What this exercise asks:
A. According to the Book Mountain description, in what year was Spijkenisse declared a New Town?
B. Decide whether each statement agrees with the Book Mountain description, answering yes or no and quoting the words that settle it: (i) The counters for issuing books are on the first level in the corners. (ii) The library holds fewer than 50,000 books. (iii) Spijkenisse grew after the Second World War because the port of Rotterdam moved eastwards.

Excerpt:
--

Book Mountain

Harm Tilman

Description

Since the pervasiveness of the internet, the library – as a 19th century institution – has found itself in troubled waters. Online encyclopaedias, search engines and social media as informal repositories of knowledge are challenging it from every direction. Budget cuts for public institutions have further undermined their standing.
Reactions to this transformation of the institution have varied: in some places computer terminals have supplanted bookshelves, other libraries have fallen back on the design strategies of department stores to stage their “wares”, and some have monumentalised the book, as seen in Dominique Perrault’s glass book towers at the National Library in Paris.
In Spijkenisse near Rotterdam, MVRDV have created a library in the form of a book mountain: a seemingly endless pile of books under a glass pyramid. Spijkenisse is a young city with around 70,000 inhabitants, which owes its growth after the Second World War to the relocation of the port of Rotterdam westwards. In 1976, Spijkenisse was declared a New Town with a metro connection to Rotterdam as well as a number of other metropolitan facilities.
The new library in the centre of Spijkenisse sees itself as an advertisement for reading in the heart of the nearby town centre. Alongside the more than 70,000 books stacked there in a spiralling bookscape, the base of the building also contains areas for commercial use. Above it are a reading café, an environmental centre, shops and all the library’s facilities: the counters for lending books, an auditorium, meeting rooms and administration offices. The counters for issuing books are located on the first level in the corners. The concentric organisation of the building means that the building has a more outward orientation and staff and visitors have only a limited view of what is happening on the hill. The books are likewise placed at the perimeter which means that putting books back in the shelves involves walking long distances.

--

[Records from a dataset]

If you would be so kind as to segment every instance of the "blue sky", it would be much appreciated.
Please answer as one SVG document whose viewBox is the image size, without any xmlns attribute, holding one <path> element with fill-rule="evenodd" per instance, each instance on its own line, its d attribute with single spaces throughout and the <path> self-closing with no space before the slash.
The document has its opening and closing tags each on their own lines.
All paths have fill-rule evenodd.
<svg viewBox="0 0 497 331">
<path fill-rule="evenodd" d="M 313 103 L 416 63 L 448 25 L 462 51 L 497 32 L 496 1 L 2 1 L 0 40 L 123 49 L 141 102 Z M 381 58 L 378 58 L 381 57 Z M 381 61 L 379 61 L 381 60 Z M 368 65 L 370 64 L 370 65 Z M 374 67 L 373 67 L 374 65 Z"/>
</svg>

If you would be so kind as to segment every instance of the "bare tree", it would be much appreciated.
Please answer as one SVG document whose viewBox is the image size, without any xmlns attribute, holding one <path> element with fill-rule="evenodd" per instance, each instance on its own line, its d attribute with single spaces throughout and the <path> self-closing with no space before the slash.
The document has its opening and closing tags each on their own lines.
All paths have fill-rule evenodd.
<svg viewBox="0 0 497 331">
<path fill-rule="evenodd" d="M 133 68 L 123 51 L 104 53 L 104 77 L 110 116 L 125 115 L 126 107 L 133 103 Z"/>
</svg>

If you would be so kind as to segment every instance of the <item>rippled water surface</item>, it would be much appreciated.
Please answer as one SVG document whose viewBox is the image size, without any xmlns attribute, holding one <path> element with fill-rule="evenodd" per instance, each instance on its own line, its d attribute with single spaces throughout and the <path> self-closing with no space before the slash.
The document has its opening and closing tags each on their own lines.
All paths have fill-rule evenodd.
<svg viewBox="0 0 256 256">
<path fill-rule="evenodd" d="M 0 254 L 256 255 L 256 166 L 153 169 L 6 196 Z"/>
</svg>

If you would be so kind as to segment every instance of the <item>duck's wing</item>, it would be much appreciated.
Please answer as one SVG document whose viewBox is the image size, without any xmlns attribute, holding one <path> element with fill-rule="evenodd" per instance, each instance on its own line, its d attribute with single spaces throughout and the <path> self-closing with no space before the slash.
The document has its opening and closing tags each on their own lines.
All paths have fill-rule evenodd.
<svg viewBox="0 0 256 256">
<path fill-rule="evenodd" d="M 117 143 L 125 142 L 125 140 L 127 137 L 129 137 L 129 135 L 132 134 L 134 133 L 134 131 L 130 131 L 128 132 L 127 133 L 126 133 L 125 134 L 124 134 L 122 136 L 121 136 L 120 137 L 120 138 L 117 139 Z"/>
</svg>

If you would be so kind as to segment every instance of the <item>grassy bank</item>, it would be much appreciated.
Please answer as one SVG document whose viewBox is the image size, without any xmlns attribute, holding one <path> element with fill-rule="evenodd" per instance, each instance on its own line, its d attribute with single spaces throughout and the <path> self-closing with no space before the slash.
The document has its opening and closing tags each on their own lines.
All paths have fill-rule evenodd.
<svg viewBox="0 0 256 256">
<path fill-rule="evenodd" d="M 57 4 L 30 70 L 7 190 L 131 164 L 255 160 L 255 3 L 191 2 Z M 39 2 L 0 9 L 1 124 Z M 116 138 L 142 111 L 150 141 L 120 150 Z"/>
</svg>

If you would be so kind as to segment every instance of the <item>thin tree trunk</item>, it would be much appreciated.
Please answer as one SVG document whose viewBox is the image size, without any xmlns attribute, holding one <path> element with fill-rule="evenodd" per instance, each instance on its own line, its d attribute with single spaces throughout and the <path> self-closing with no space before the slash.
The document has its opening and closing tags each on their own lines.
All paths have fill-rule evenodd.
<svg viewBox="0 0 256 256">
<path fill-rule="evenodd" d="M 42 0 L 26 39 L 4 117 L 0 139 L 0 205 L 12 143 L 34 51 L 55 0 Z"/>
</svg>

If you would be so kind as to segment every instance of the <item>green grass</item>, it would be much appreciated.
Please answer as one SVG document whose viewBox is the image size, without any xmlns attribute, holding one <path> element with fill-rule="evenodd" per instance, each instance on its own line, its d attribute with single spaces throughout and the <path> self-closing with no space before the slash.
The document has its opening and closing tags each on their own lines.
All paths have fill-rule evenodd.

--

Responses for each task:
A. 1976

B.
(i) Yes: "The counters for issuing books are located on the first level in the corners."
(ii) No: "more than 70,000 books stacked there in a spiralling bookscape"
(iii) No: "owes its growth after the Second World War to the relocation of the port of Rotterdam westwards"